WHAT TO WORK ON - Please give the entries again in full and exactly, without any picture.

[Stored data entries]
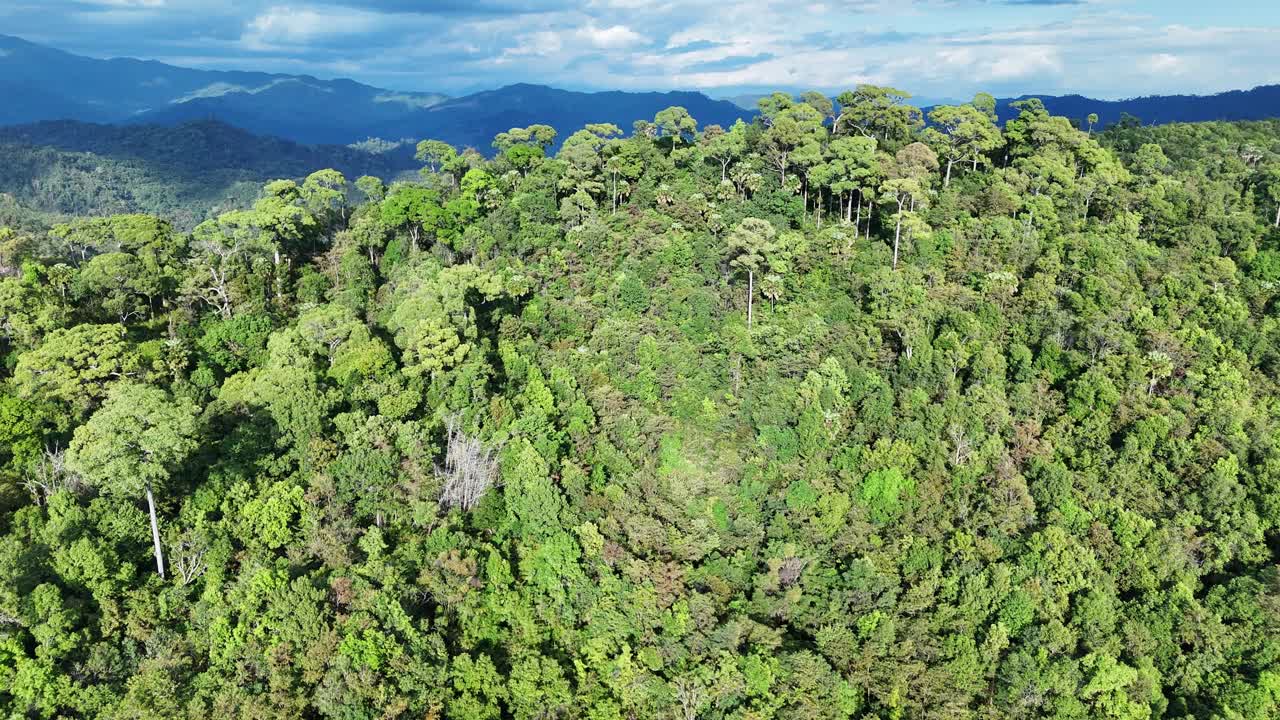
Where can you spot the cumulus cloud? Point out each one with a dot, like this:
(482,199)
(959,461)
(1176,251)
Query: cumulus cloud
(937,48)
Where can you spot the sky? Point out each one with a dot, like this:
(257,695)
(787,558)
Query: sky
(938,49)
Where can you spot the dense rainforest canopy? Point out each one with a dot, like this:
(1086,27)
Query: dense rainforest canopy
(845,413)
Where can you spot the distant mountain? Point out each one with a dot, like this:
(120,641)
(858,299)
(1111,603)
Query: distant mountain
(1258,104)
(182,172)
(42,83)
(475,119)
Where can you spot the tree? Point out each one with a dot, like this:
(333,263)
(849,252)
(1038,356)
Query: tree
(791,128)
(118,283)
(877,112)
(750,246)
(76,367)
(324,194)
(435,153)
(725,146)
(132,446)
(676,123)
(411,206)
(906,183)
(373,188)
(961,133)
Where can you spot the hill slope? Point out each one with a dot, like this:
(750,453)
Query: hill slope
(49,83)
(184,171)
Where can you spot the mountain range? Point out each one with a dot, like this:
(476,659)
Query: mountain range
(44,83)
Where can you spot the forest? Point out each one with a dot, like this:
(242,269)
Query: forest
(850,411)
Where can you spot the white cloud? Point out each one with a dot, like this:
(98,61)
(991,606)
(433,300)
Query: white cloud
(1162,63)
(286,24)
(609,37)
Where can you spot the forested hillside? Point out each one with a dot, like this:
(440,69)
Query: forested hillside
(184,172)
(826,415)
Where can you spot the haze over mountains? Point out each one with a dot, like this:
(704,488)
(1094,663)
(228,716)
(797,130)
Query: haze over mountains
(44,83)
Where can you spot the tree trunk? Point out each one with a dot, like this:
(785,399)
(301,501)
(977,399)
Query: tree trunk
(897,232)
(155,532)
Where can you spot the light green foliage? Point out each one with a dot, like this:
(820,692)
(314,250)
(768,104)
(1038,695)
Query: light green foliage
(74,367)
(138,437)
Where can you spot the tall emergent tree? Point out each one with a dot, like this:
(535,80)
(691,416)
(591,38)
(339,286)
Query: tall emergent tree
(133,443)
(750,245)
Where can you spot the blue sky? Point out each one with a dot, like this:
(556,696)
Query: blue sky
(938,49)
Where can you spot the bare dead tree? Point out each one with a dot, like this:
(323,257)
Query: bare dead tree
(187,557)
(50,475)
(470,468)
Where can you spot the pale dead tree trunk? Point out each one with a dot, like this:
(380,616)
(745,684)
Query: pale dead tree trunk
(155,532)
(897,232)
(188,559)
(470,468)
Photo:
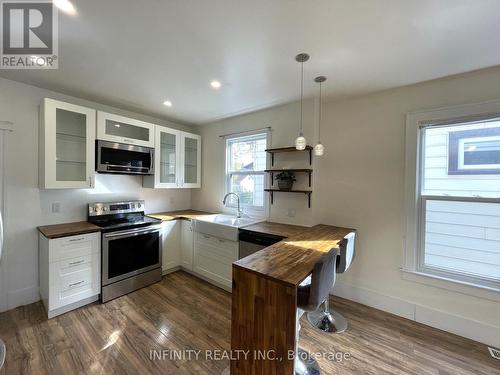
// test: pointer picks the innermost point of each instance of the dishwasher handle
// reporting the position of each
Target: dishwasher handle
(256, 238)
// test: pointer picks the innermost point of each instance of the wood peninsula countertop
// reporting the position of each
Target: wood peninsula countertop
(179, 215)
(68, 229)
(276, 229)
(291, 260)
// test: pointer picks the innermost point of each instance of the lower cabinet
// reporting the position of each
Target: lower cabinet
(213, 258)
(177, 245)
(187, 245)
(204, 255)
(70, 272)
(171, 242)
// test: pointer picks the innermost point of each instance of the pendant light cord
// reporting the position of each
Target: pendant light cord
(319, 125)
(301, 93)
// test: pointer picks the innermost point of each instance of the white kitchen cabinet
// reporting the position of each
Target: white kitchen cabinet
(213, 258)
(167, 159)
(190, 160)
(70, 272)
(187, 244)
(171, 245)
(177, 160)
(67, 145)
(115, 128)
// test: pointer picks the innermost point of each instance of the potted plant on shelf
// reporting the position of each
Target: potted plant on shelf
(285, 180)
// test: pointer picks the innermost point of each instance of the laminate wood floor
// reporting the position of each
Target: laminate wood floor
(183, 312)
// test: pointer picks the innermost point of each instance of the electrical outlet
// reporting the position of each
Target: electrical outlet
(56, 207)
(495, 353)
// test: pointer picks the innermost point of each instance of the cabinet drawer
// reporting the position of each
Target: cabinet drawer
(225, 245)
(74, 283)
(74, 246)
(59, 271)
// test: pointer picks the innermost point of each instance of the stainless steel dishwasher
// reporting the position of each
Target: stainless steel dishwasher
(251, 242)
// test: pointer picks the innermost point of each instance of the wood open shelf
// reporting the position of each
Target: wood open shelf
(306, 170)
(273, 151)
(307, 192)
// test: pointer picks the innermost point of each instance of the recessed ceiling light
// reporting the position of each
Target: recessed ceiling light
(215, 84)
(65, 6)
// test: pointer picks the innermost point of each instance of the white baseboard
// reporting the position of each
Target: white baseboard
(442, 320)
(20, 297)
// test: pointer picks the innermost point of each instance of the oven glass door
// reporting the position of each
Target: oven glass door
(130, 252)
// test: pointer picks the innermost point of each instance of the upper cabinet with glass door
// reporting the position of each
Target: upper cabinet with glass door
(191, 160)
(177, 160)
(115, 128)
(167, 151)
(67, 141)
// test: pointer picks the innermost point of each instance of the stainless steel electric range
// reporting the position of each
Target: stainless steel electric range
(131, 247)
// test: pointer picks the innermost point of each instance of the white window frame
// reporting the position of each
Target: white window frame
(413, 268)
(461, 153)
(249, 210)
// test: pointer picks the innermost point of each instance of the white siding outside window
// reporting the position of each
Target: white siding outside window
(459, 210)
(246, 162)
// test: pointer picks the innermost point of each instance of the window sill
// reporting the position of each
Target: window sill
(471, 289)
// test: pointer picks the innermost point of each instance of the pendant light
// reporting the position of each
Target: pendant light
(300, 142)
(319, 149)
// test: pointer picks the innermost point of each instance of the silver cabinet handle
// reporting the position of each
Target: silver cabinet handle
(75, 284)
(76, 239)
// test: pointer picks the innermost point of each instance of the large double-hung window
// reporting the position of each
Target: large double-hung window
(245, 166)
(454, 226)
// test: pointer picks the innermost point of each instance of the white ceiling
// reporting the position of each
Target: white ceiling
(135, 54)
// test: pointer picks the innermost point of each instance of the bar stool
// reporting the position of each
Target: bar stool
(325, 319)
(310, 294)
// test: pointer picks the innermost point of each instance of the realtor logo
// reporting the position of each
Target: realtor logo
(29, 35)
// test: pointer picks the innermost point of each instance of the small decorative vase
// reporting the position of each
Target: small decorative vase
(285, 184)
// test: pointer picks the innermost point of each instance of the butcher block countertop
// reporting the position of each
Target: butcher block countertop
(179, 215)
(68, 229)
(291, 260)
(276, 229)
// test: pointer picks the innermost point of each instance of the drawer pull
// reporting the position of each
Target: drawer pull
(77, 239)
(75, 284)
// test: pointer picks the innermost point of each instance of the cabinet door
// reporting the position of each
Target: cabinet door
(167, 150)
(187, 245)
(67, 142)
(191, 161)
(171, 238)
(115, 128)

TASK RESPONSE -
Where can you spot the cumulus cloud? Point out each one with a dot, like this:
(482,199)
(959,461)
(1176,251)
Query: cumulus cloud
(937,48)
Where can you spot the sky? Point out each one with a dot, like this:
(257,695)
(787,558)
Query: sky
(938,49)
Where can you spot the dense rainforest canopy? Point out each one with a dot, like this:
(1086,27)
Query: dense rainforest canopy
(845,413)
Where can you spot the distant mountain? Point out each one with a dot, like this:
(120,641)
(858,299)
(1111,603)
Query: distant mountain
(1258,104)
(182,172)
(42,83)
(475,119)
Where can you spot the tree? Point out each one with a dot, like this:
(333,263)
(849,252)
(1038,356)
Query: tree
(791,128)
(118,283)
(877,112)
(750,246)
(76,367)
(324,194)
(435,153)
(725,146)
(132,446)
(676,123)
(411,206)
(906,183)
(373,188)
(961,133)
Where can you spot the hill slope? Point out each one with a dot, like this:
(750,453)
Query: hill slope
(49,83)
(184,171)
Where can you spot the mountain range? Point out each one with a dot, like this:
(476,659)
Query: mountain range
(44,83)
Where can you spot the forest? Point out each one with a dot, like this:
(242,269)
Query: forest
(850,411)
Where can you spot the white cloud? Point out each one with a dot, like this:
(98,61)
(991,606)
(433,300)
Query: white cloud
(1162,63)
(286,24)
(609,37)
Where can you spot the forested hillside? Point out each one with a dot, like this:
(440,69)
Query: forested hillside
(184,172)
(826,415)
Where can you spot the haze over mountains? Point out each one with a dot, like this:
(704,488)
(1094,663)
(228,716)
(797,130)
Query: haze over mountains
(44,83)
Where can you spot the tree trunk? Point out each one with a dot, like this:
(785,399)
(301,501)
(977,399)
Query: tree trunk
(897,232)
(155,532)
Where can you spot the light green foliage? Point out each one with a dot, like this:
(820,692)
(314,250)
(768,104)
(1038,695)
Query: light green foliage
(74,367)
(138,437)
Where can you spot the tall emergent tree? Point out each one with a dot, like this:
(535,80)
(691,416)
(591,38)
(339,286)
Query: tall emergent tree
(133,443)
(750,245)
Where can you spot the blue sky? Point out each one with a dot, like this:
(556,696)
Query: blue sky
(938,49)
Where can you spot the bare dead tree? Point out each one with a dot, like this:
(323,257)
Query: bare dead tree
(187,557)
(50,475)
(470,468)
Where can you spot the pale dead tree trunk? Point out each one with a dot, like this:
(380,616)
(745,684)
Query: pale dead tree trunk
(155,532)
(897,232)
(188,559)
(470,468)
Photo:
// test: pointer picks the innermost point of each instance of the dishwasher handle
// reporting the position of each
Target: dishwasher handle
(256, 238)
// test: pointer picks the innermost point of each instance of the wood peninsula countertop
// reporting the position of each
Target: wood peninsula countertop
(179, 215)
(68, 229)
(276, 229)
(291, 260)
// test: pointer picks the innermost point of each instance of the lower cabinet
// reporting the position of each
Target: lower cabinet
(213, 258)
(177, 245)
(187, 245)
(204, 255)
(70, 272)
(171, 242)
// test: pointer picks the innermost point of each instance of the pendant light cord
// reporting the position of each
Target: pendant light cord
(319, 125)
(301, 93)
// test: pointer picks the innermost point of each instance of the white kitchen cabinet
// reporting the position of each
Target: white kitchen cabinet
(213, 258)
(167, 159)
(190, 160)
(70, 272)
(187, 244)
(171, 245)
(177, 160)
(67, 145)
(115, 128)
// test: pointer picks the innermost point of each instance of the potted plant on shelf
// reporting the position of each
Target: potted plant on shelf
(285, 180)
// test: pointer picks the innermost point of each instance of the laminate wood floor
// reporting the position of each
Target: laminate wood floor
(183, 312)
// test: pointer picks the innermost point of each instance of the electrical outlet
// reporting the position of each
Target: electrical outlet
(56, 207)
(495, 353)
// test: pointer picks the innermost point of each instance of the cabinet drawer
// reporting the position of each
Target: cabinet drawer
(225, 245)
(74, 283)
(74, 246)
(59, 271)
// test: pointer picks the innermost point of each instance of the stainless steel dishwasher
// reporting the position of each
Target: stainless steel dishwasher
(251, 242)
// test: pointer picks the innermost point of each instance of the wood open shelf
// reporting the position of each
Target: wood open shelf
(306, 170)
(273, 151)
(307, 192)
// test: pointer picks the innermost point of each instance of the recessed ceiling light
// reporting the position of each
Target: recessed ceiling light
(215, 84)
(65, 6)
// test: pointer picks the innermost point of each instance of the white baseboard
// reporting the position of each
Target: white baseboard
(442, 320)
(20, 297)
// test: pointer picks the innermost point of each instance of the oven glass door
// reporting the position of each
Target: oven glass door
(130, 252)
// test: pointer picks the innermost point of each instance of the upper cabinet with glass door
// reporting the position of each
Target: upper cabinet with glass door
(191, 160)
(177, 160)
(115, 128)
(167, 151)
(67, 141)
// test: pointer picks the innermost point of each instance of the stainless steel electric range
// reporting the position of each
Target: stainless steel electric range
(131, 247)
// test: pointer picks the innermost point of each instance of the white window frame
// reporting the position of each
Target: white window frame
(413, 268)
(461, 153)
(249, 210)
// test: pointer picks the innermost point of each instance of the white siding outside window
// reporting the position of each
Target: white siding outside window
(459, 210)
(246, 162)
// test: pointer picks the innermost point of each instance of the window sill
// reporting the position of each
Target: window sill
(471, 289)
// test: pointer picks the innermost point of each instance of the pendant light
// reporting the position of each
Target: pendant light
(300, 142)
(319, 149)
// test: pointer picks the innermost point of each instance of the silver cabinet handle
// reporting the position of each
Target: silver cabinet handle
(75, 284)
(76, 239)
// test: pointer picks the innermost point of each instance of the large double-hung window
// reporting the position of each
Target: large double-hung window
(245, 166)
(454, 226)
// test: pointer picks the innermost point of each instance of the white ceiling
// reporting the position of each
Target: white ceiling
(135, 54)
// test: pointer picks the innermost point of each instance of the bar stool
// reporting the position of each
Target: bar stool
(325, 319)
(310, 294)
// test: pointer picks the innermost point of each instance of the realtor logo
// reporting the position of each
Target: realtor logo
(29, 35)
// test: pointer picks the innermost point of each instance of the small decorative vase
// reporting the position of each
Target: small decorative vase
(285, 184)
// test: pointer picks the innermost point of each instance of the butcher block countertop
// reporting the position of each
Target: butcher block countertop
(179, 215)
(68, 229)
(291, 260)
(276, 229)
// test: pointer picks the innermost point of each instance of the drawer pull
// reporting the position of each
Target: drawer pull
(77, 239)
(75, 284)
// test: pointer picks the innermost point of each instance of the cabinet door
// reporting the position of each
Target: cabinet door
(167, 150)
(187, 245)
(67, 142)
(191, 161)
(171, 238)
(115, 128)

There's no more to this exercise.